• _Document extract_

>>>

RE:Re: Why is Nvidia given GPL'd code to use in closed source drivers?

From: Hell.Surfers@cwctv.net
Date: Thu Jan 02 2003 - 01:04:21 EST


no winmodem equivalent. Ive backwards enginneered one of those...:-)

Dean McEwan, If the drugs don't work, [sarcasm] take more...[/sarcasm].

On Wed, 1 Jan 2003 21:58:59 -0800 Bill Huey (Hui) <billh@gnuppy.monkey.org> wrote:


attached mail follows:


On Thu, Jan 02, 2003 at 02:57:48AM +0000, Paul Jakma wrote:
> yes, but the legalities of it are rather grey.

It didn't seem that bad to me, it was all pretty abstracted outside of
their code. The glue layer to their object file is GPLed and therefore
public so that should be fine from what I can see.

> indeed, and if that were the only issue it would be clear there is no
> issue. however, it must make use of linux code at runtime through
> function calls - as linux makes use of the NVidia proprietary code by
> calling the functions it provides.

Like what ? PCI IO poking functions ? Things that do mmap() trickery ?
That's pretty freaking basic. There wasn't anything terribly invasive
about the driver and source that I saw.

> Sometimes one has a choice between drivers written by the vendor and
> drivers written by (non-expert???) "community" authors, and often one
> finds the vendor driver is the one that isn't terribly optimised.

But this is computationally critical 3D. I mean, what kind of 3D vendor
would intentionally let something like that slide on x86 platforms ?

> > Matrix multiplies, T&L, etc...
>
> none of this stuff is done in kernel (least it shouldnt be). Its done
> in user-space libraries.

<<<

• _Exercises to complete_
[1] Can you repeat the mailing-list post on Nvidia's closed-source drivers, everything from "RE:Re: Why is" down to "one of those...:-)", but swap "winmodem" for "softmodem"?
[2] Could you carry on the mailing-list post on Nvidia's closed-source drivers from where it stops?

• _Entries supplied_
>>>

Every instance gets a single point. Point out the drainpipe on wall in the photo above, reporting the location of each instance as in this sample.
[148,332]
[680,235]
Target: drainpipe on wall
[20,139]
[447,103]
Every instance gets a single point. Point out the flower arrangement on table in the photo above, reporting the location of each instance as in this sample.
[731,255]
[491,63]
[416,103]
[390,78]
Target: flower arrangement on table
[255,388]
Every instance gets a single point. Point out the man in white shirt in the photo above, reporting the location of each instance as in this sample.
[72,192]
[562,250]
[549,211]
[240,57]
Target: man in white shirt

<<<
>>>

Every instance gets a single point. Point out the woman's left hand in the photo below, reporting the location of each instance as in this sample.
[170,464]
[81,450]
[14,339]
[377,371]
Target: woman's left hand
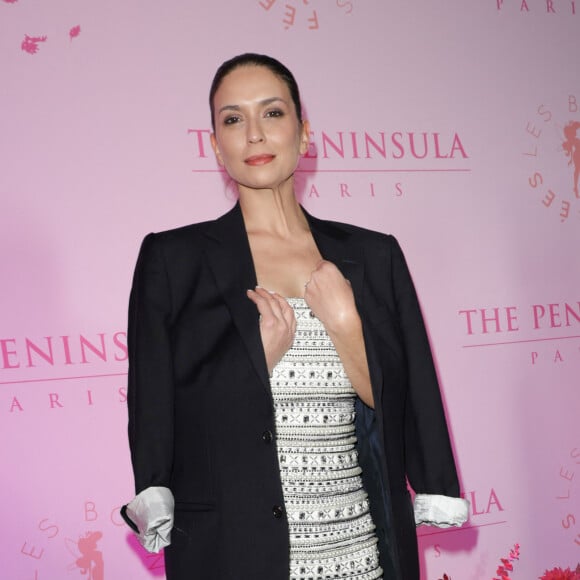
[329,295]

<<<

• _Responses in order_
[1]
RE:Re: Why is Nvidia given GPL'd code to use in closed source drivers?

From: Hell.Surfers@cwctv.net
Date: Thu Jan 02 2003 - 01:04:21 EST


no softmodem equivalent. Ive backwards enginneered one of those...:-)

[2]
That stuff is done in hardware these days, not software. I mean, how would
anybody know what they're using. Why replicate that volume of functionality
when it already works well.

It simply doesn't make sense. I'm sure when decent AGP/DRM support is in
place they can start removing that stuff out of the Linux binary and
then make more of that publically available.

There motivations where to simply protect themselve by not releasing
proprietary code.

> The XFree licence allows binary only modules, indeed XFree 4 was
> designed to make distribution of (possibly binary) modules as easy as
> possible.
>
> There isnt that much magic the NVidia kernel modules ought to be
> doing really.

Notification of event completion from the (just guessing) who knows what
opcode operations the chip is doing, fast draw context switching, who knows.
These things are starting to look like FPU coprocessors, circa 1990, these
days.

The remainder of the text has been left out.